RECORDS FOR THE EXERCISE below:

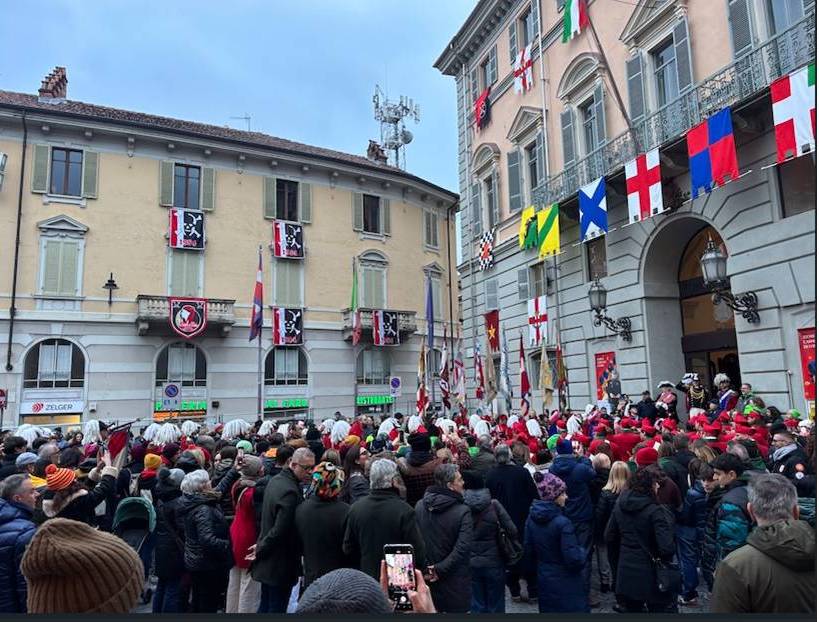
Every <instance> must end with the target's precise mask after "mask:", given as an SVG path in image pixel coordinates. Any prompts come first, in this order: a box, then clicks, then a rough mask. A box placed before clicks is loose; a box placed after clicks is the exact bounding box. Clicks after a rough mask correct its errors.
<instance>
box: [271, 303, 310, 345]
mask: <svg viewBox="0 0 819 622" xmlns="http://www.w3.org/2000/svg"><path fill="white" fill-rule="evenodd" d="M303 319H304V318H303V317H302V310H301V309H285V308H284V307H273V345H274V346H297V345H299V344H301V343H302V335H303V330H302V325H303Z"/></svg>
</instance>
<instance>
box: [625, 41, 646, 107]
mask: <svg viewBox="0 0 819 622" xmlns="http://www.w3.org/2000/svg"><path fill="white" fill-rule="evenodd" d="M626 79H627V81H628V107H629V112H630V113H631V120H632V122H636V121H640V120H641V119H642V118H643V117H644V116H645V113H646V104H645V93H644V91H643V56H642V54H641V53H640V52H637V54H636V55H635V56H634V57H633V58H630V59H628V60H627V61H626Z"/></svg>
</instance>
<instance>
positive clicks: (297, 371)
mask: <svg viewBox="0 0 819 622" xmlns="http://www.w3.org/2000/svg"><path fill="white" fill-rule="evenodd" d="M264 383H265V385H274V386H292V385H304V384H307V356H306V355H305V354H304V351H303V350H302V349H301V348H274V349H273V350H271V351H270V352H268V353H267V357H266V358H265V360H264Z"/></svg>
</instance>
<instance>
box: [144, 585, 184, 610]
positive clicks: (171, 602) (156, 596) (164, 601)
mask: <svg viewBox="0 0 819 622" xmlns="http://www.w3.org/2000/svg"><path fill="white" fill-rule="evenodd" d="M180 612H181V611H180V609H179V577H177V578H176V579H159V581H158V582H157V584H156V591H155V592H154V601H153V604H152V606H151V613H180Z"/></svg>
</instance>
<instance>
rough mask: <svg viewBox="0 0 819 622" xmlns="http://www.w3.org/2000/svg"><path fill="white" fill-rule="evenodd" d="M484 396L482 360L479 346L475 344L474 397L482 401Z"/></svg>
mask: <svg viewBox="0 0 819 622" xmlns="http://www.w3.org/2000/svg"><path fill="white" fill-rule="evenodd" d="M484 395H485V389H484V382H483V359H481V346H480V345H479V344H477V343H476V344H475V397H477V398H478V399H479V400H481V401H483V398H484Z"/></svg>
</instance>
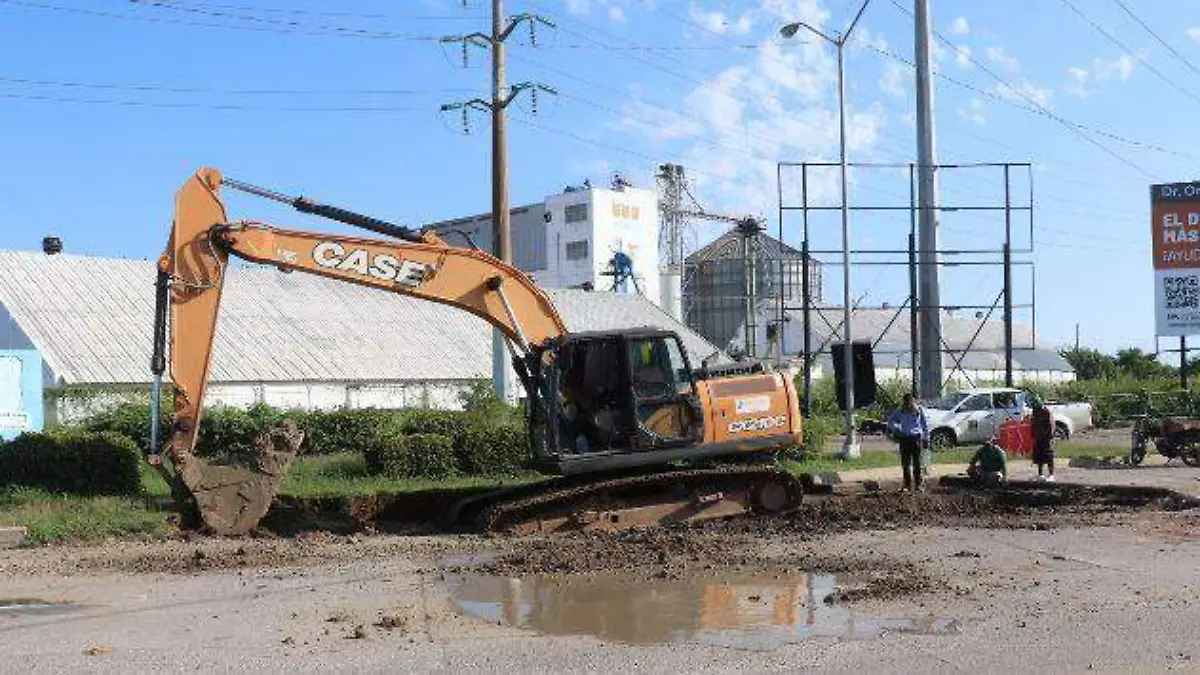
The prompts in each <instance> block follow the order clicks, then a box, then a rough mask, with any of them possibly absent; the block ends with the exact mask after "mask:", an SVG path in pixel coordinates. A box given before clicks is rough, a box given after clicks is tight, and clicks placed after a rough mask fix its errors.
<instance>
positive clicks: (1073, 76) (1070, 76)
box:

End of RECORDS FOR THE EXERCISE.

▶ PROBLEM REQUIREMENTS: Search the data for "prompts". Copy every matching line.

▶ ANSWER TO THIS EXERCISE:
Every <instance> must end with the target's precise mask after "mask:", given as an SVG path in image pixel coordinates. Any prompts come first, in this order: a box, then clicks, then a rough mask. A box placed before clicks is loose; a box placed after clicks is the exact bounding box. Clicks after a rough mask correct its errors.
The prompts in each <instance> block follow the order clicks, then a box, then a rough mask, with any of them possibly absent; the block ends with the exact mask after "mask:", an SVG path in pixel coordinates. A box given before clicks is rough, a box given after clicks is tight, and clicks placed after a rough mask fix its errors.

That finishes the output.